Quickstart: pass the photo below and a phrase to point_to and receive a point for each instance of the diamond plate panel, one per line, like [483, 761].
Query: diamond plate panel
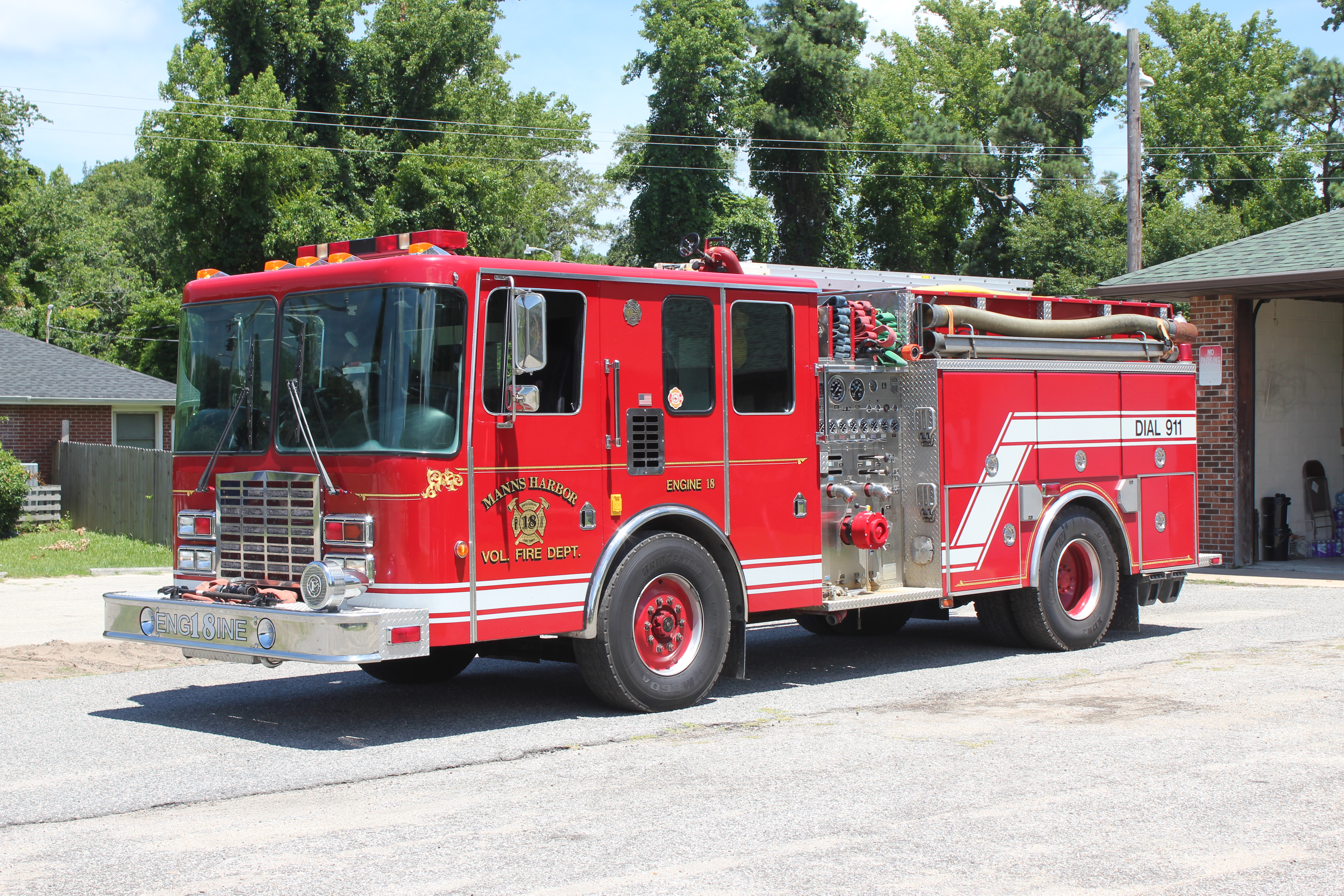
[920, 464]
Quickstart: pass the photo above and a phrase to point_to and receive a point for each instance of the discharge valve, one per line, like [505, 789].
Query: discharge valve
[865, 530]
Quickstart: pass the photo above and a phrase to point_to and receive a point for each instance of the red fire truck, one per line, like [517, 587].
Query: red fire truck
[400, 456]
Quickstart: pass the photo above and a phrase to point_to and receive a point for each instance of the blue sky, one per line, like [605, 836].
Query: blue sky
[576, 47]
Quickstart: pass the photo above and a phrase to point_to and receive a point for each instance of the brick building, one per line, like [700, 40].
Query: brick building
[1275, 305]
[53, 394]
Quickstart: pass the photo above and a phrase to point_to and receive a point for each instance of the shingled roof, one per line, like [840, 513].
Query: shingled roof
[1300, 260]
[36, 373]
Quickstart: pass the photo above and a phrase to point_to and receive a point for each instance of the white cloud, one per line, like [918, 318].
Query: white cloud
[34, 27]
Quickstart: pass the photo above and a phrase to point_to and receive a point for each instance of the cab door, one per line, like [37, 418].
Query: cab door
[662, 362]
[538, 483]
[772, 420]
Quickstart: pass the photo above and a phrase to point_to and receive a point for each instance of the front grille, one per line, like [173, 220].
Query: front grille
[267, 524]
[644, 436]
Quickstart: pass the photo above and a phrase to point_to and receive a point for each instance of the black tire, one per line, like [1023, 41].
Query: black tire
[996, 619]
[440, 666]
[612, 663]
[877, 621]
[1041, 613]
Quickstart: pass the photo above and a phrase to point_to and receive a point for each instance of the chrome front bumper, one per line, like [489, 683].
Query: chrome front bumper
[351, 636]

+ + + +

Task instructions →
Print exactly what appears from the first line of the listing above down to the line containing "like [37, 418].", inclusive, and leave out all pictures.

The completed task →
Quickstart: pass the photo below and a phrase to point_to and receive a point for each instance of the diamond plate panel, one per line, like [483, 761].
Query: diamond plate panel
[920, 464]
Quickstart: pass the photo above and a phrase to point_to and receive a point for each instance of the discharge valve, one per line, like [505, 789].
Query: discharge valve
[865, 530]
Quickstart: pass the photo above and a phrase to point_to and receive a point for each instance of the red fire truck, one per line, like [517, 587].
Query: red fire truck
[400, 456]
Quickstart: pass the photo above and a phrase to point_to and receive a point for each instance of the blue sky, one per line, like [605, 836].
Query: blue sky
[576, 47]
Quickstart: pass the photo above and a phrase to point_to and receive a point for each instance of the brick building, one per line, like [700, 40].
Query: brick building
[1275, 305]
[53, 394]
Quickstart: pass the photo above and a phrase to point_to and receive a point for each instance of the shingled roof, one per line, like [840, 513].
Query: shingled roof
[1300, 260]
[36, 373]
Quickstart: pass the photo above and a phrase to point_to and receive a point for each instance of the white cloud, one per line, like [918, 318].
Query: white cloud
[34, 27]
Quickstart: pass the photo above and a phrase to point_to and receive a point for each instance of the cab door, one per line, like [37, 418].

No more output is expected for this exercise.